***** Page

I (freelancer) once had a software-making client that employed me for a month
do contribute a special component to their big project. When I arrived the big
boss himself received me and showed me around - and when it came to showing me
where and with whom I actually worked he apologized profusely before he even
started.

Apparently I had to work with the one (and only) guy who sat alone in his
office. But he was the guy who had written the specs that I had to write the
code for, and he had room since all offices were designed for at least 2
people. The apologies were because that was the most difficult person in the
entire company to work with, by a margin, but he was too good so they just
kept him in his cell...

Well, I wasn't daunted at all actually. Turned out that yes, he was difficult
socially. For example, there was a woman who came in to ask him something (it
was rare anyone talked to him while I was there), and in an audibly annoyed
tone he pointed out that he had already sent her that exact information 5 days
earlier in document XYZ on page N, headline "3.2 foobar" (yes, to that detail,
without looking anything up).

**********
***** Material shown

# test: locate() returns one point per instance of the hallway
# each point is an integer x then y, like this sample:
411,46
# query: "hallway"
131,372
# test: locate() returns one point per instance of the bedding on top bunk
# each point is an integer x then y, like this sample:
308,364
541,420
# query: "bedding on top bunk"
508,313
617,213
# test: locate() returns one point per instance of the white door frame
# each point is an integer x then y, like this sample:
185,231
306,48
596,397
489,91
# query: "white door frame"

**********

▸ **Task details**
Please reproduce the passage of the freelancer's story that opens with "I (freelancer) once" and closes with "in his cell...", putting "manager" in place of "boss".

▸ **Answer to the task**
I (freelancer) once had a software-making client that employed me for a month
do contribute a special component to their big project. When I arrived the big
manager himself received me and showed me around - and when it came to showing me
where and with whom I actually worked he apologized profusely before he even
started.

Apparently I had to work with the one (and only) guy who sat alone in his
office. But he was the guy who had written the specs that I had to write the
code for, and he had room since all offices were designed for at least 2
people. The apologies were because that was the most difficult person in the
entire company to work with, by a margin, but he was too good so they just
kept him in his cell...